» **EXCERTO SELECIONADO**
=-=-=
Que não fiquem dúvidas: Peter Sagan é aquilo que se vê. "Leva a maior parte do tempo na brincadeira", contou Sérgio Paulinho. Estamos perante um talento puro do ciclismo: "Quando leva as coisas a sério ganha e quando leva na brincadeira... Ganha!" O ciclista português frisou que trabalhar com o eslovaco é muito fácil e que o ambiente do grupo na presença de Sagan é completamente diferente daquele, por exemplo, criado por Alberto Contador. "O Alberto é um ciclista mais sério, mais rigoroso e que se não ganha fica chateado. Esse espírito acaba por afectar o grupo, num bom sentido. Já com o Peter não é assim. Se não ganha diz: 'Não se preocupem, amanhã há outra corrida, tentamos amanhã.' São duas pessoas diferentes e com o Peter nunca ninguém está chateado", realçou.

Os momentos mais marcantes

Agora que está de volta a Portugal e que já veste as cores da Efapel, Sérgio Paulinho recordou alguns momentos que marcaram a sua carreira. Inevitavelmente a medalha de prata olímpica é um deles, mas o ciclista recorda também a primeira vez que fez a Volta a França, em 2007. "É o sonho de qualquer ciclista e para mim aquele primeiro Tour foi marcante", recordou. Então representava a Discovery Channel,, naquela que foi a primeira vitória numa grande volta de Alberto Contador, com Sérgio Paulinho a seu lado.
=-=-=
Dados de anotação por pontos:
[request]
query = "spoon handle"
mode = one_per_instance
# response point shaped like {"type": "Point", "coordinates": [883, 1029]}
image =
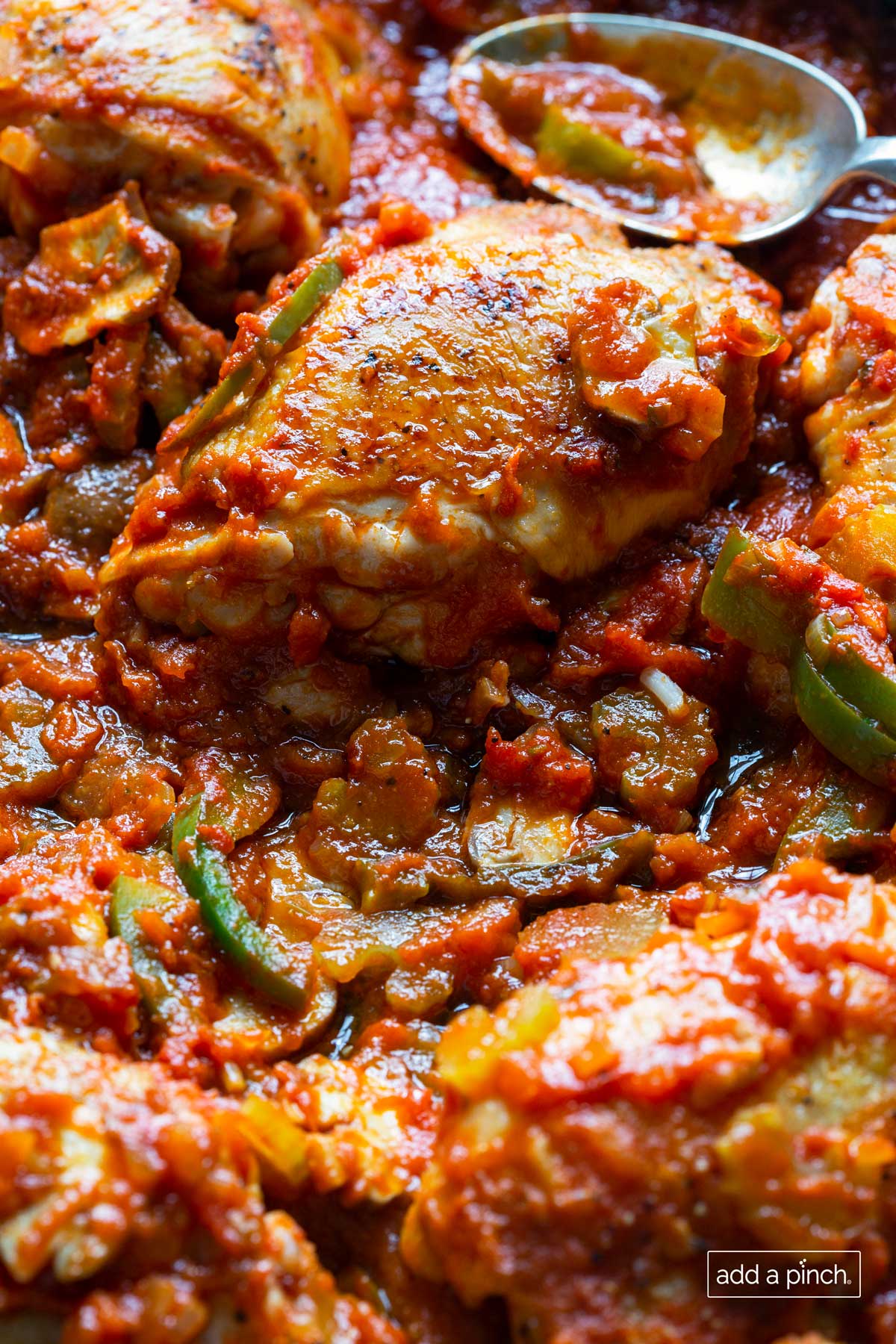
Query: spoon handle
{"type": "Point", "coordinates": [874, 158]}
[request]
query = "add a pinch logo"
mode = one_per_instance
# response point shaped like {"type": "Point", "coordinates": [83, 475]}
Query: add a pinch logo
{"type": "Point", "coordinates": [783, 1275]}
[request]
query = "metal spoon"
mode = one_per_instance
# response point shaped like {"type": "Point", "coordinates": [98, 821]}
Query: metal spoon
{"type": "Point", "coordinates": [765, 125]}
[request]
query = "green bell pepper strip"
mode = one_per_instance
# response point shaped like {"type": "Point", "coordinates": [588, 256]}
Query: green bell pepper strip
{"type": "Point", "coordinates": [841, 820]}
{"type": "Point", "coordinates": [855, 739]}
{"type": "Point", "coordinates": [586, 151]}
{"type": "Point", "coordinates": [159, 987]}
{"type": "Point", "coordinates": [852, 678]}
{"type": "Point", "coordinates": [845, 702]}
{"type": "Point", "coordinates": [202, 868]}
{"type": "Point", "coordinates": [744, 611]}
{"type": "Point", "coordinates": [297, 309]}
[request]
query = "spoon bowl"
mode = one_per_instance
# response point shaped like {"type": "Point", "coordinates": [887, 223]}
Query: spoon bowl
{"type": "Point", "coordinates": [773, 134]}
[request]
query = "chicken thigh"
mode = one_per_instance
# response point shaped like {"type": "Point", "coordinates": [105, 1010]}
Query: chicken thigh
{"type": "Point", "coordinates": [225, 113]}
{"type": "Point", "coordinates": [501, 403]}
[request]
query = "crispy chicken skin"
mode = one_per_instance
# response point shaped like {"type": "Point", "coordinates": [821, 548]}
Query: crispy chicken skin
{"type": "Point", "coordinates": [729, 1083]}
{"type": "Point", "coordinates": [225, 113]}
{"type": "Point", "coordinates": [107, 1160]}
{"type": "Point", "coordinates": [509, 399]}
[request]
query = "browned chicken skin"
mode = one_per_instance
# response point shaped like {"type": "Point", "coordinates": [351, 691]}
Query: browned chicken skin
{"type": "Point", "coordinates": [514, 396]}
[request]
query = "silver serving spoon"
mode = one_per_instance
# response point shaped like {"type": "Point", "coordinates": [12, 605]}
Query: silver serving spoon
{"type": "Point", "coordinates": [765, 125]}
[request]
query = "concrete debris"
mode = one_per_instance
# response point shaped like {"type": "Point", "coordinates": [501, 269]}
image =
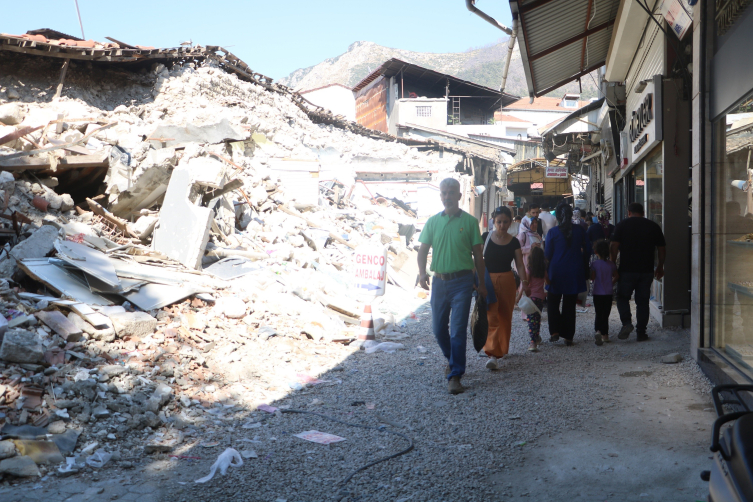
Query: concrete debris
{"type": "Point", "coordinates": [22, 467]}
{"type": "Point", "coordinates": [161, 232]}
{"type": "Point", "coordinates": [21, 346]}
{"type": "Point", "coordinates": [133, 324]}
{"type": "Point", "coordinates": [672, 358]}
{"type": "Point", "coordinates": [40, 244]}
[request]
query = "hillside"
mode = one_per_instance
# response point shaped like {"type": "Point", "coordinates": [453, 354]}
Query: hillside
{"type": "Point", "coordinates": [482, 66]}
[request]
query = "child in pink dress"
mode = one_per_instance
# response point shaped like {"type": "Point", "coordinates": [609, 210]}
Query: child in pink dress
{"type": "Point", "coordinates": [536, 271]}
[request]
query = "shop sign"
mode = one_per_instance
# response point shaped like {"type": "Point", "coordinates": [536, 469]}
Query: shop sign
{"type": "Point", "coordinates": [555, 171]}
{"type": "Point", "coordinates": [644, 128]}
{"type": "Point", "coordinates": [370, 270]}
{"type": "Point", "coordinates": [678, 14]}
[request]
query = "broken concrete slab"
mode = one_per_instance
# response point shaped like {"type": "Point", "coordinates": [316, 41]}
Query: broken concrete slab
{"type": "Point", "coordinates": [21, 346]}
{"type": "Point", "coordinates": [207, 171]}
{"type": "Point", "coordinates": [11, 113]}
{"type": "Point", "coordinates": [173, 135]}
{"type": "Point", "coordinates": [148, 189]}
{"type": "Point", "coordinates": [133, 323]}
{"type": "Point", "coordinates": [60, 325]}
{"type": "Point", "coordinates": [156, 296]}
{"type": "Point", "coordinates": [60, 281]}
{"type": "Point", "coordinates": [22, 467]}
{"type": "Point", "coordinates": [38, 245]}
{"type": "Point", "coordinates": [7, 449]}
{"type": "Point", "coordinates": [88, 260]}
{"type": "Point", "coordinates": [671, 358]}
{"type": "Point", "coordinates": [183, 230]}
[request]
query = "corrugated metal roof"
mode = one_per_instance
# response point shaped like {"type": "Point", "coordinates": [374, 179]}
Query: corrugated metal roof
{"type": "Point", "coordinates": [433, 79]}
{"type": "Point", "coordinates": [561, 40]}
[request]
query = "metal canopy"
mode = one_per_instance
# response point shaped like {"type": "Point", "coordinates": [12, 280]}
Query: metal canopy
{"type": "Point", "coordinates": [562, 40]}
{"type": "Point", "coordinates": [435, 81]}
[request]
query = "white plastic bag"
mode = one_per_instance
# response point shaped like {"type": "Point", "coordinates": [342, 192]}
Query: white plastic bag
{"type": "Point", "coordinates": [388, 347]}
{"type": "Point", "coordinates": [226, 459]}
{"type": "Point", "coordinates": [527, 306]}
{"type": "Point", "coordinates": [99, 459]}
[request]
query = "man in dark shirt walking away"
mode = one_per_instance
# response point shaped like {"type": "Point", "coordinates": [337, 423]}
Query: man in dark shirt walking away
{"type": "Point", "coordinates": [457, 247]}
{"type": "Point", "coordinates": [635, 238]}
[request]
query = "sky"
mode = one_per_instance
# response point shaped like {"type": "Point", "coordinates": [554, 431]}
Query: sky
{"type": "Point", "coordinates": [274, 37]}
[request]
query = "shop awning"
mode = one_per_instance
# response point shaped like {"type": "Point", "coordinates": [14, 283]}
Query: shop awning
{"type": "Point", "coordinates": [562, 40]}
{"type": "Point", "coordinates": [574, 117]}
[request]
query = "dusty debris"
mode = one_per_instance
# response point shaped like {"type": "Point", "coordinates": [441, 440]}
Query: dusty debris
{"type": "Point", "coordinates": [161, 231]}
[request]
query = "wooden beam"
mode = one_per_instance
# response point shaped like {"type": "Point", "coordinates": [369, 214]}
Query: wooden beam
{"type": "Point", "coordinates": [63, 71]}
{"type": "Point", "coordinates": [531, 5]}
{"type": "Point", "coordinates": [65, 163]}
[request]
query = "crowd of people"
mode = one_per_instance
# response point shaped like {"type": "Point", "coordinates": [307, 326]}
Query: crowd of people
{"type": "Point", "coordinates": [550, 258]}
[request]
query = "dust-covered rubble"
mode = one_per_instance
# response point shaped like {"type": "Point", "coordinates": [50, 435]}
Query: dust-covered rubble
{"type": "Point", "coordinates": [172, 239]}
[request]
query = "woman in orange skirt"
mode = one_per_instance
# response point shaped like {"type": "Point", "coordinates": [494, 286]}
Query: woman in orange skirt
{"type": "Point", "coordinates": [500, 250]}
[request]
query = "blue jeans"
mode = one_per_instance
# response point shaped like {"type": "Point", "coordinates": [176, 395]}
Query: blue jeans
{"type": "Point", "coordinates": [641, 284]}
{"type": "Point", "coordinates": [452, 296]}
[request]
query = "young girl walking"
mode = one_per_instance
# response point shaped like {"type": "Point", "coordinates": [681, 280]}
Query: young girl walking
{"type": "Point", "coordinates": [537, 277]}
{"type": "Point", "coordinates": [603, 275]}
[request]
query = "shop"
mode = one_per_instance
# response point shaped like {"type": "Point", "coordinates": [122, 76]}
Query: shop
{"type": "Point", "coordinates": [653, 169]}
{"type": "Point", "coordinates": [722, 179]}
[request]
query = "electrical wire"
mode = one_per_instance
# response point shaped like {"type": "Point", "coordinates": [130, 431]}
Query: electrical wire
{"type": "Point", "coordinates": [380, 429]}
{"type": "Point", "coordinates": [588, 25]}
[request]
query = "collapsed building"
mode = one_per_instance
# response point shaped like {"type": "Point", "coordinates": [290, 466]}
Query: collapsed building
{"type": "Point", "coordinates": [166, 215]}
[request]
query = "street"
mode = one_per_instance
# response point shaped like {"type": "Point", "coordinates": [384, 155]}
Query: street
{"type": "Point", "coordinates": [567, 423]}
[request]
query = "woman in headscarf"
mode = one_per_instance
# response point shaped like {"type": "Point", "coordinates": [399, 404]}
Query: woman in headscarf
{"type": "Point", "coordinates": [528, 237]}
{"type": "Point", "coordinates": [567, 245]}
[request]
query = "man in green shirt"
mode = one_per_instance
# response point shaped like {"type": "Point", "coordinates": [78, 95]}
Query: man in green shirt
{"type": "Point", "coordinates": [457, 247]}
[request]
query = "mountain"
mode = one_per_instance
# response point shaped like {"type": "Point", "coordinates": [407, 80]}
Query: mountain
{"type": "Point", "coordinates": [482, 66]}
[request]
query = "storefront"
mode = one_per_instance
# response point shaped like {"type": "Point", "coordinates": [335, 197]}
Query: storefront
{"type": "Point", "coordinates": [653, 171]}
{"type": "Point", "coordinates": [723, 234]}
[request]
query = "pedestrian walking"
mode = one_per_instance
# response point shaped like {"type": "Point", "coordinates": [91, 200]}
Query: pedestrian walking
{"type": "Point", "coordinates": [548, 221]}
{"type": "Point", "coordinates": [533, 212]}
{"type": "Point", "coordinates": [501, 249]}
{"type": "Point", "coordinates": [528, 237]}
{"type": "Point", "coordinates": [603, 275]}
{"type": "Point", "coordinates": [514, 226]}
{"type": "Point", "coordinates": [536, 273]}
{"type": "Point", "coordinates": [454, 238]}
{"type": "Point", "coordinates": [567, 244]}
{"type": "Point", "coordinates": [637, 239]}
{"type": "Point", "coordinates": [579, 218]}
{"type": "Point", "coordinates": [602, 230]}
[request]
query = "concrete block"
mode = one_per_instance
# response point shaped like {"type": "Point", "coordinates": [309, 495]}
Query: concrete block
=-=-=
» **OBJETIVO DO EXERCÍCIO**
Segundo o excerto, em que ano participou Sérgio Paulinho pela primeira vez na Volta a França? As linhas não têm qualquer relevância para este exercício.

» **RESOLUÇÃO DA TAREFA**
Em 2007.